==== Data section
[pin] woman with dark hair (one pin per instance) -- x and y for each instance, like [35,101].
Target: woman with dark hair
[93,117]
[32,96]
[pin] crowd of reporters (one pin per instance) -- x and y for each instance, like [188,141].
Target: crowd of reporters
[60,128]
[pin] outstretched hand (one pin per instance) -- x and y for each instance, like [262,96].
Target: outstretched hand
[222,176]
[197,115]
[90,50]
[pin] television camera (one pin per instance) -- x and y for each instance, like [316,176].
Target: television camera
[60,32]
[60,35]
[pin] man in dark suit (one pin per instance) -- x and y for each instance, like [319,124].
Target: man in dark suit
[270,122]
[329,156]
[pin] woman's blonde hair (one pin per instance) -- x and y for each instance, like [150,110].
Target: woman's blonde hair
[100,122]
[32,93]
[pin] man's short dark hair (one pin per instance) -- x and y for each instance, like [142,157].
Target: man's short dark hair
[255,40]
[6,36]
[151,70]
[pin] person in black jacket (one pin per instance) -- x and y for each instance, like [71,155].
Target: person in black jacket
========
*Aim of the exercise:* Present all of the lines above as a numbered list, leaving out any blank lines.

*Written answer:*
1. [pin] woman with dark hair (one pin per instance) -- x and y for each instance, like [35,101].
2. Target: woman with dark hair
3. [93,117]
4. [32,96]
5. [pin] crowd of reporters (one pin per instance) -- x and y for each instance, like [188,141].
6. Target: crowd of reporters
7. [60,128]
8. [pin] outstretched hand (one pin per instance) -- x and y for each instance, like [262,96].
9. Target: outstretched hand
10. [222,176]
11. [197,115]
12. [90,50]
13. [pin] television camera (one pin per instance) -- x and y for each instance, like [316,176].
14. Target: television camera
15. [60,32]
16. [60,35]
17. [pin] man in dark suit (one pin per instance) -- x and y for each instance, like [319,124].
18. Target: man in dark suit
19. [270,122]
20. [329,156]
21. [pin] woman's blonde hair (one pin per instance) -- x and y for each instance, like [150,110].
22. Target: woman's blonde hair
23. [100,122]
24. [32,93]
25. [pin] man's short dark hair (one pin per instance) -- x and y for each instance, like [142,157].
26. Target: man's short dark hair
27. [255,40]
28. [6,36]
29. [151,70]
30. [pin] person in black jacket (one pin per instance) -- x and y for each instance, like [71,155].
31. Target: person in black jacket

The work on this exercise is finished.